» Objective
Set down, unchanged, the part of the entries that opens with the line containing "target: woman in blue dress" and closes with the line containing "348 187 L 349", including both of those lines.

» Data shown

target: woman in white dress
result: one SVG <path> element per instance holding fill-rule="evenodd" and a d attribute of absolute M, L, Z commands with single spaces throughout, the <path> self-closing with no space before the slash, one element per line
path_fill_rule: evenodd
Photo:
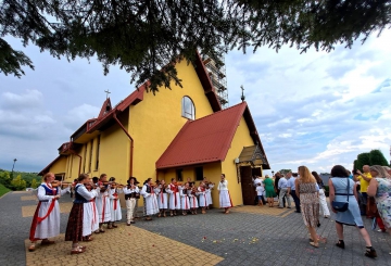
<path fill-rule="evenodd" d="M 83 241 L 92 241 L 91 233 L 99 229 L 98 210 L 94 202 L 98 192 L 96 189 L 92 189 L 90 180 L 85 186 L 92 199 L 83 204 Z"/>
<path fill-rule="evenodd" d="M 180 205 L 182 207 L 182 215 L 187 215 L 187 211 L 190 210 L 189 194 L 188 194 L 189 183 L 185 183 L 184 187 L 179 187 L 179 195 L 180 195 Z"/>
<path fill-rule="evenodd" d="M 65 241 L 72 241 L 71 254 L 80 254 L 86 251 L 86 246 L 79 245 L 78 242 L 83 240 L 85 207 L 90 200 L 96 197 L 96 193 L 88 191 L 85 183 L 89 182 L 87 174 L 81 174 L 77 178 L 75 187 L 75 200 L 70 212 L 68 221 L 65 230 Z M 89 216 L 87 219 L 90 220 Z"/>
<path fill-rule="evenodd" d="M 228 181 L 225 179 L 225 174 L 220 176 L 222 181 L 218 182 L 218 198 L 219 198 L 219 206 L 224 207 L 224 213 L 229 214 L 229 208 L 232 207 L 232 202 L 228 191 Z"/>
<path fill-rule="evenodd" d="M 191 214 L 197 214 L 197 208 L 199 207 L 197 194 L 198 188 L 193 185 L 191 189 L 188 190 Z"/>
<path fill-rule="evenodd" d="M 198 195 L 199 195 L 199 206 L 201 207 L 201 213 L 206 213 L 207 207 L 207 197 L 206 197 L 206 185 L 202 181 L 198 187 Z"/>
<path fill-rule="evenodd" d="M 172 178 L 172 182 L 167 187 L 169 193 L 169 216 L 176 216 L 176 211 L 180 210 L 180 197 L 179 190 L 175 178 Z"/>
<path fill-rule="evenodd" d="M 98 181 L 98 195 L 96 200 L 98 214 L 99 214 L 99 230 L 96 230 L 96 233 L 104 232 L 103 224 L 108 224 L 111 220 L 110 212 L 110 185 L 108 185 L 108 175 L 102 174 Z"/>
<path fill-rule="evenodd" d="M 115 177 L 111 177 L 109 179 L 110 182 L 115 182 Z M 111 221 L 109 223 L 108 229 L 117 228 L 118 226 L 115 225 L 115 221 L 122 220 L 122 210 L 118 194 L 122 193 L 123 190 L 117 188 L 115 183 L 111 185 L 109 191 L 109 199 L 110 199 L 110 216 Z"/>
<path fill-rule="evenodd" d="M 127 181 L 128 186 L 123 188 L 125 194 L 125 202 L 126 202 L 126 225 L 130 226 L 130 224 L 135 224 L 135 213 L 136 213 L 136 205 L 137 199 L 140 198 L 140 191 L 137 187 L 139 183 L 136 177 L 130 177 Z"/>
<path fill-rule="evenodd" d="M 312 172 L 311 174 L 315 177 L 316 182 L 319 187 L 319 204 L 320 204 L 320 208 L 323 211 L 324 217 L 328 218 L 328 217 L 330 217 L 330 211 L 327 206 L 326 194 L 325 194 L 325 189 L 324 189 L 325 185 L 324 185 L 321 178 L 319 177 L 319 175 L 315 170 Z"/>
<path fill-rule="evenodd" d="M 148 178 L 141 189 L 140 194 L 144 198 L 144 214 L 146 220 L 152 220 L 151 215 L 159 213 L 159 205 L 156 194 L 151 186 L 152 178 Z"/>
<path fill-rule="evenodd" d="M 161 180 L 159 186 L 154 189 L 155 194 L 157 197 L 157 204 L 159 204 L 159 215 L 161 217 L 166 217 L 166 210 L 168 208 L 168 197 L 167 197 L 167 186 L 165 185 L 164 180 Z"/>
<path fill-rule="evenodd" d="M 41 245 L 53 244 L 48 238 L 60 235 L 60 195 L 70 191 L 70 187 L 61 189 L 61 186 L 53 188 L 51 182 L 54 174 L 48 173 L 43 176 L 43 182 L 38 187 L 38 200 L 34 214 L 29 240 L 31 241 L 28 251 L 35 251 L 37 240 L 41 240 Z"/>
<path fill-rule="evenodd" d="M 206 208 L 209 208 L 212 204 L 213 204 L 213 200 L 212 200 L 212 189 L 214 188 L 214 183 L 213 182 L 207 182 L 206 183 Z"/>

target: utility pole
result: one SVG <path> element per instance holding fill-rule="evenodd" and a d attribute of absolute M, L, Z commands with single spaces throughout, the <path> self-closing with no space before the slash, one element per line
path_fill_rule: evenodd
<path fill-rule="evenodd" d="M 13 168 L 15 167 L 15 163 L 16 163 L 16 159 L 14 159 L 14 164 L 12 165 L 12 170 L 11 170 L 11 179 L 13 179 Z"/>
* * *
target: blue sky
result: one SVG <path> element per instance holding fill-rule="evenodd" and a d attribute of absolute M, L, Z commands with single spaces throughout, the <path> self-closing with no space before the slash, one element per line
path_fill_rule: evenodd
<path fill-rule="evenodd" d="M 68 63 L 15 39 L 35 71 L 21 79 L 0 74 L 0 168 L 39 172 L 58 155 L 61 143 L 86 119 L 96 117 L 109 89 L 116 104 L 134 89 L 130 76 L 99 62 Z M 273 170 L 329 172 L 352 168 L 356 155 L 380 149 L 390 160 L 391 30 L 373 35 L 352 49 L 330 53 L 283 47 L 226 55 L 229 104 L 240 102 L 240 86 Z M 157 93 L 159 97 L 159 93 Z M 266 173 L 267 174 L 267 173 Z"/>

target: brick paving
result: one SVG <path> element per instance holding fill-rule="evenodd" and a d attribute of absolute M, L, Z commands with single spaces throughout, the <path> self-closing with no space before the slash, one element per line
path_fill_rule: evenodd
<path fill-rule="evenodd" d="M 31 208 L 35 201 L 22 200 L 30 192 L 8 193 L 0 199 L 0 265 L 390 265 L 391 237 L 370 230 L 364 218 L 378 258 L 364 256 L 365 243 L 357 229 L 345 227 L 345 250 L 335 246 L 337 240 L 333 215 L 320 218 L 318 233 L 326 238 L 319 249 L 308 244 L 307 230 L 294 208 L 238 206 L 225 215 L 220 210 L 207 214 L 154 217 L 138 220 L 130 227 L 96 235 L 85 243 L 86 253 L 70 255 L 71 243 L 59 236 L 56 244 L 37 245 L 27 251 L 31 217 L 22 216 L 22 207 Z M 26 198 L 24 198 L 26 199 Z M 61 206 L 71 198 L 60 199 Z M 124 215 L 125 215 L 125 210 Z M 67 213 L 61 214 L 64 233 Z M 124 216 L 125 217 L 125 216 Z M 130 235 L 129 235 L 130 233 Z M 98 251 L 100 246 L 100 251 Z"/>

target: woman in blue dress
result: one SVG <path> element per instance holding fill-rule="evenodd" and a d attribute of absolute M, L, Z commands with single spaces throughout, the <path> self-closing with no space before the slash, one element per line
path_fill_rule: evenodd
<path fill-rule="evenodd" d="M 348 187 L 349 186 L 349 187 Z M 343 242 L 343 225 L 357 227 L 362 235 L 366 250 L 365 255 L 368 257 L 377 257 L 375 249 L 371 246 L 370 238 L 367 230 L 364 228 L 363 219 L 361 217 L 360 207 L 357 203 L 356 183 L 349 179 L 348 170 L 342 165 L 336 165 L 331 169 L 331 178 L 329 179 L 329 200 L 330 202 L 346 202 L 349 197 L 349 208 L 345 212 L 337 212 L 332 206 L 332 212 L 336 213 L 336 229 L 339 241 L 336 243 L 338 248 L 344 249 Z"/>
--
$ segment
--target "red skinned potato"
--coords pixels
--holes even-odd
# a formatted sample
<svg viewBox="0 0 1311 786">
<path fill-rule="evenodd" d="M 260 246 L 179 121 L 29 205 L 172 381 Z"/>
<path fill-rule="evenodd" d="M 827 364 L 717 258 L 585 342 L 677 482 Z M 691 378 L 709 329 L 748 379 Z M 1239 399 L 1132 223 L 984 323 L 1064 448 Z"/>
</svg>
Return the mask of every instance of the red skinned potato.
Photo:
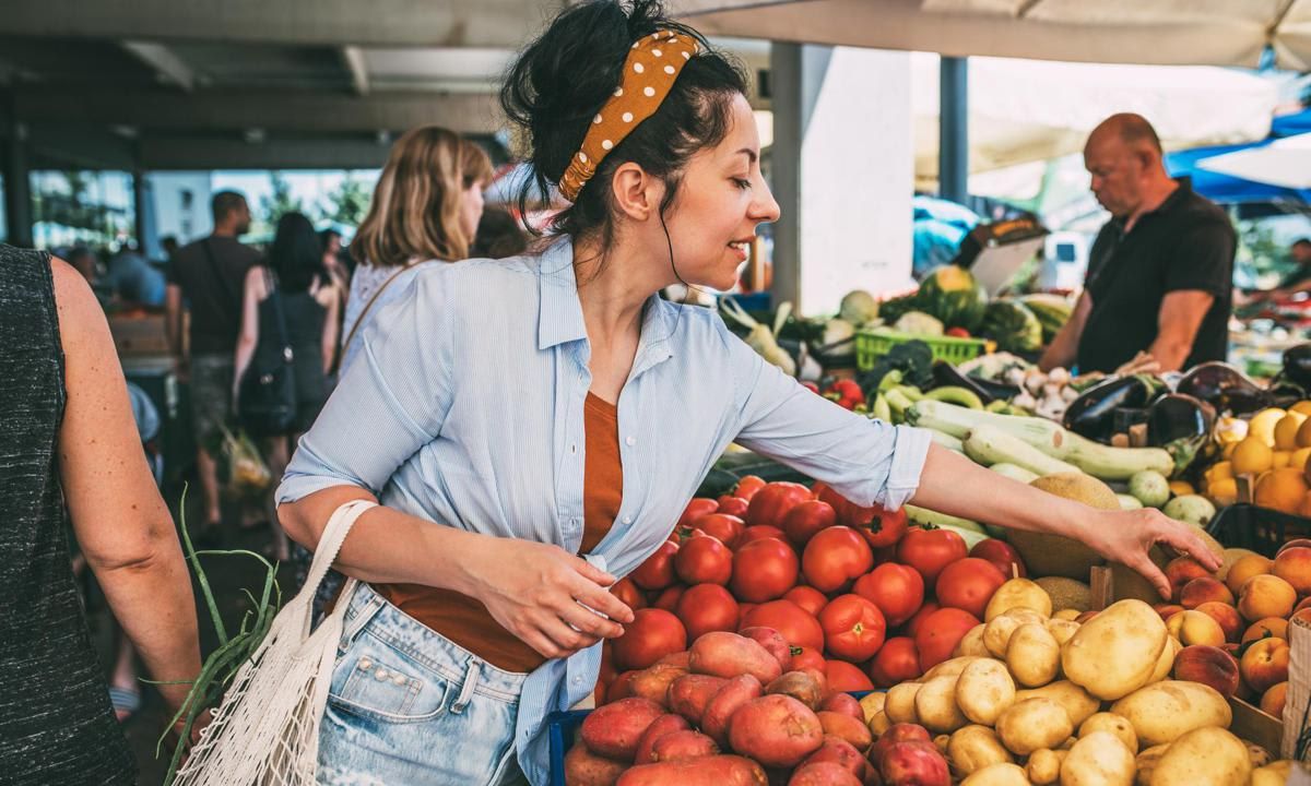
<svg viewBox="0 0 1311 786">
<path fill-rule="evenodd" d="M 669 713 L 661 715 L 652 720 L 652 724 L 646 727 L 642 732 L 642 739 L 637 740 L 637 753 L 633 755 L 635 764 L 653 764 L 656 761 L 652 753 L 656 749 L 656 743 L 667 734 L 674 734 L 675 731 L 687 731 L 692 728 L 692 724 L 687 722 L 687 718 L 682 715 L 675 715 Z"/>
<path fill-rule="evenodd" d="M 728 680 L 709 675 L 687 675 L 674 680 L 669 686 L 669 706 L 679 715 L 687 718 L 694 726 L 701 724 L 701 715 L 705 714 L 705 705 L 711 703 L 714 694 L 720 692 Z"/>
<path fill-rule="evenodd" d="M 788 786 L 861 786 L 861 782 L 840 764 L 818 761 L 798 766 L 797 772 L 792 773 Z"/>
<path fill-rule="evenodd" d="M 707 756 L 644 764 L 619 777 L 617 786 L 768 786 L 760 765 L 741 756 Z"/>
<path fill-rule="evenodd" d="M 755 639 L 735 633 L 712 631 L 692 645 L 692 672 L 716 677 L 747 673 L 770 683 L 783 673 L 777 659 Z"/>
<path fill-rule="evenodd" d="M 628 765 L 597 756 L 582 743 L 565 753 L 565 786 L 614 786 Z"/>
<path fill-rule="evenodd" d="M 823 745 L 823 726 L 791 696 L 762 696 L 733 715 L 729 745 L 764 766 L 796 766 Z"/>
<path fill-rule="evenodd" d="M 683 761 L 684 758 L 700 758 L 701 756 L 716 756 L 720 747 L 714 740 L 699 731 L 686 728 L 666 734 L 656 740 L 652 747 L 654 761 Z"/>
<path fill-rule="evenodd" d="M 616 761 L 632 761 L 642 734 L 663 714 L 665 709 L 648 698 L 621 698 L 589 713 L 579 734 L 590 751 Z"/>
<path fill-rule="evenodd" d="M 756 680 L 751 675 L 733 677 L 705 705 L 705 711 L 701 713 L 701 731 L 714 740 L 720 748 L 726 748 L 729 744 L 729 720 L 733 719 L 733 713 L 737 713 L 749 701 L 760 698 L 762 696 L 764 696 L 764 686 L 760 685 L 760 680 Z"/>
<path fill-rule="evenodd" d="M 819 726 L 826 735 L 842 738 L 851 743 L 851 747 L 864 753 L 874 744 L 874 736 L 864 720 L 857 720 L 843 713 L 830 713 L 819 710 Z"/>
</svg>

» Answer in full
target: woman in blue dress
result: one SVG <path> element per instance holding fill-rule="evenodd" and a d attribute of absolute M, L, Z commands with single spaces throughout, the <path> self-closing with no space before the slash, one element per line
path_fill_rule: evenodd
<path fill-rule="evenodd" d="M 348 187 L 349 186 L 349 187 Z M 343 242 L 343 225 L 357 227 L 362 235 L 366 250 L 365 255 L 368 257 L 377 257 L 375 249 L 371 246 L 370 238 L 367 230 L 364 228 L 363 219 L 361 217 L 360 207 L 357 203 L 356 183 L 349 179 L 348 170 L 342 165 L 336 165 L 331 169 L 331 178 L 329 179 L 329 200 L 330 202 L 346 202 L 349 197 L 349 208 L 345 212 L 337 212 L 332 206 L 332 212 L 336 213 L 336 229 L 339 241 L 336 243 L 338 248 L 344 249 Z"/>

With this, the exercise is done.